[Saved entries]
☆ ☆ ☆ ☆ ☆ ☆ ☆

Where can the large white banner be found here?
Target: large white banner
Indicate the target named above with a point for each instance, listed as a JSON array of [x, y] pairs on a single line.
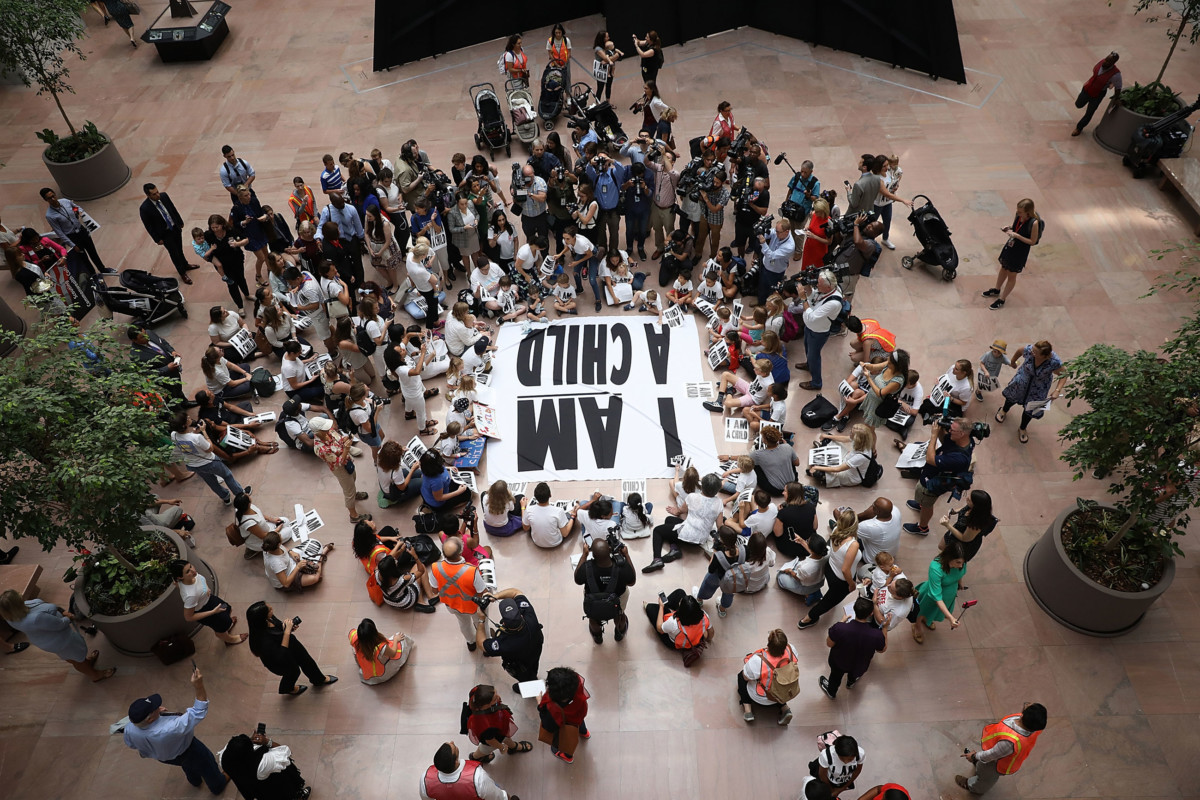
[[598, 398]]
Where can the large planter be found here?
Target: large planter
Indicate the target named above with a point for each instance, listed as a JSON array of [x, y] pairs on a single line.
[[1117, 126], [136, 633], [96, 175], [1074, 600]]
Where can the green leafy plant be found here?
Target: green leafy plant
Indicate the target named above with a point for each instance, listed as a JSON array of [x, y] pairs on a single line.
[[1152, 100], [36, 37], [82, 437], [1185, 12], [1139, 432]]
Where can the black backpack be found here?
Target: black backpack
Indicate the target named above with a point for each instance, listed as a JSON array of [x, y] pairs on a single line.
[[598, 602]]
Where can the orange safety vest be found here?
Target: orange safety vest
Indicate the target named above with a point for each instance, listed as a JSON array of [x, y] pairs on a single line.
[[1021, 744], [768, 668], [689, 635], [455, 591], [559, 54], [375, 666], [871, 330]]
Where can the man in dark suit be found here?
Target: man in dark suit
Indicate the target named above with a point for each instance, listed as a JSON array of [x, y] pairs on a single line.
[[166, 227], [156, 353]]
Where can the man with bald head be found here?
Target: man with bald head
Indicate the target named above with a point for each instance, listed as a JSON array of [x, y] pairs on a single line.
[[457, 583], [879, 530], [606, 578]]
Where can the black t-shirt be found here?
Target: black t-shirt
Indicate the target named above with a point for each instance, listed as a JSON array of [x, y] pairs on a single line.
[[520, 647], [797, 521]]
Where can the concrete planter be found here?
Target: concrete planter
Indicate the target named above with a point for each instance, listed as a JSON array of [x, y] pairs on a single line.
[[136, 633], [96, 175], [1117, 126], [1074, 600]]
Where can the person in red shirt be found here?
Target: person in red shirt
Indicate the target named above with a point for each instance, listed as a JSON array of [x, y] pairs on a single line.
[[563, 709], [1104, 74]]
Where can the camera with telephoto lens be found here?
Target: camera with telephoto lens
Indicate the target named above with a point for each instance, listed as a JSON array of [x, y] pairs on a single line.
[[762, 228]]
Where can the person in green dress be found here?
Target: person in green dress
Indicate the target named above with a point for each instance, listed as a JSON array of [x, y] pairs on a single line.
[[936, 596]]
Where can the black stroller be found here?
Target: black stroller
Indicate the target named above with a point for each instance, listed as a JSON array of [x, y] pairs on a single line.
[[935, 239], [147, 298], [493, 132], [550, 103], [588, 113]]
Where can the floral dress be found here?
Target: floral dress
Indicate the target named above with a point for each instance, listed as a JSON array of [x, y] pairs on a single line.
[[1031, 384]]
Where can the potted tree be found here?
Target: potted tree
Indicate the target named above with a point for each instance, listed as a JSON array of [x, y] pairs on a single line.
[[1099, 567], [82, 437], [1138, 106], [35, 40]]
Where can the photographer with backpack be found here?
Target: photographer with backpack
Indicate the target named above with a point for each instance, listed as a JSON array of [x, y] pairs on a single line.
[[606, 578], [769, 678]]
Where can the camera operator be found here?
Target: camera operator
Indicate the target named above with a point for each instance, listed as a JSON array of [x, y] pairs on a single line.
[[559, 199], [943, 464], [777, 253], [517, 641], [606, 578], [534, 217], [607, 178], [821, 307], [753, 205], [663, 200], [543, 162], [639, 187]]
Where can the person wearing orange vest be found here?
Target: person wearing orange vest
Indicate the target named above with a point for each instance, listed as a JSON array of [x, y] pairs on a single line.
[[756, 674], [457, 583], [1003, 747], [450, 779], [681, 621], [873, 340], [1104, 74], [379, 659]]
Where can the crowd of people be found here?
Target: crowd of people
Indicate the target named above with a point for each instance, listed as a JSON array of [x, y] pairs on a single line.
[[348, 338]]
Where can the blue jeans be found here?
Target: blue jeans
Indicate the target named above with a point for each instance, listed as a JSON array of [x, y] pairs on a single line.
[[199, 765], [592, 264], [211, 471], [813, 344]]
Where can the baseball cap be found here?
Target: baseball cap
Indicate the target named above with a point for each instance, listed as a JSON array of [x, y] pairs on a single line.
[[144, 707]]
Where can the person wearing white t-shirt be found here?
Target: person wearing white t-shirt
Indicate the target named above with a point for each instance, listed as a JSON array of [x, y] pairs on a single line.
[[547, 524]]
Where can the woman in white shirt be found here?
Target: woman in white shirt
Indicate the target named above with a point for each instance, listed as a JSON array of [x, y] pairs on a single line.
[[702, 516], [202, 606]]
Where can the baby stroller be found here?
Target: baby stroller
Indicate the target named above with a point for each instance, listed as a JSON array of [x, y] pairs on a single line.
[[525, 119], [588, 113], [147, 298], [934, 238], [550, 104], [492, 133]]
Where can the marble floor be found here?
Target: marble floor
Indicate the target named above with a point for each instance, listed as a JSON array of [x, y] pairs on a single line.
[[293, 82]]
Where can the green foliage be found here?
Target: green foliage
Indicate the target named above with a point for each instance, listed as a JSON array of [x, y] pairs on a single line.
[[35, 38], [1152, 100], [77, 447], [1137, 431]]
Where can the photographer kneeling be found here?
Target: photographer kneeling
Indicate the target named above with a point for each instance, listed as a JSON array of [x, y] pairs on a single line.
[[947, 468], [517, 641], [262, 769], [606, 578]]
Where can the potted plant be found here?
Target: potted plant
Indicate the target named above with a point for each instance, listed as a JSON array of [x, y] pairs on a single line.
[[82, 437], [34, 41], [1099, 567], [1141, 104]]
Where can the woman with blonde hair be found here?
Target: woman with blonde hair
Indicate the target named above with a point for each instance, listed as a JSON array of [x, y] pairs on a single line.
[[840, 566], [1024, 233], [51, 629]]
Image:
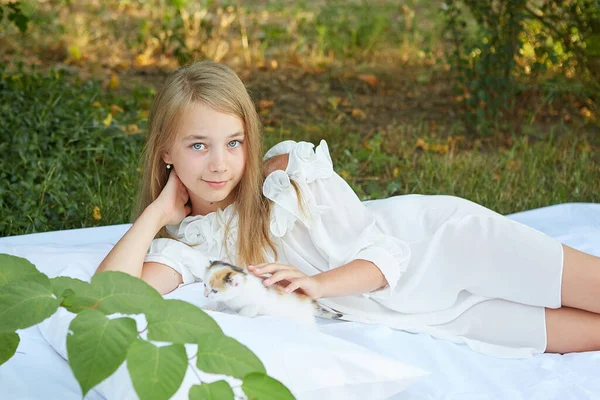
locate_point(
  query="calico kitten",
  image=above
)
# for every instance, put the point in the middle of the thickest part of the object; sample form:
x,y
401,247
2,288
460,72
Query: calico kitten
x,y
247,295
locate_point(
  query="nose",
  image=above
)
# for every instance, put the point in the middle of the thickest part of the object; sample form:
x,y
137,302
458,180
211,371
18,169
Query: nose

☆ ☆ ☆ ☆ ☆ ☆ ☆

**What you have to do:**
Only the lines from the start of the records to the line with "Target: man in dark suit" belong in the copy. Print them exactly, minus pictures.

**Your response:**
Where can the large white banner be found here?
Target: large white banner
Indicate the target named above with a point for each instance, listed as a JSON array of [x, y] pairs on a single line.
[[598, 398]]
Where can the large planter be found here?
Target: large planter
Indicate the target named above with a point for each instance, listed as a JSON array of [x, y] pairs on a single line.
[[1117, 126], [136, 633], [96, 175], [1074, 600]]
Where can the green leafy plant be found here?
Target: green leafy plant
Indicate the target named above with a point for each instance, listed as a JSON array of [x, y] pairs on a single line.
[[1152, 100], [36, 37], [82, 437], [1185, 12], [1139, 432]]
Where can the black backpack be found here?
Target: black backpack
Indicate the target named above with a point for each instance, listed as a JSON array of [x, y] pairs on a single line.
[[598, 602]]
Where can the orange safety vest be found here?
Target: orange safety vest
Indicate the target named above with a point for each instance, listed as a JSON array of [x, y] pairs on a single line.
[[1021, 744], [768, 668], [689, 635], [455, 591], [559, 54], [375, 666], [871, 330]]
Where can the man in dark suit be found here?
Target: man in dark suit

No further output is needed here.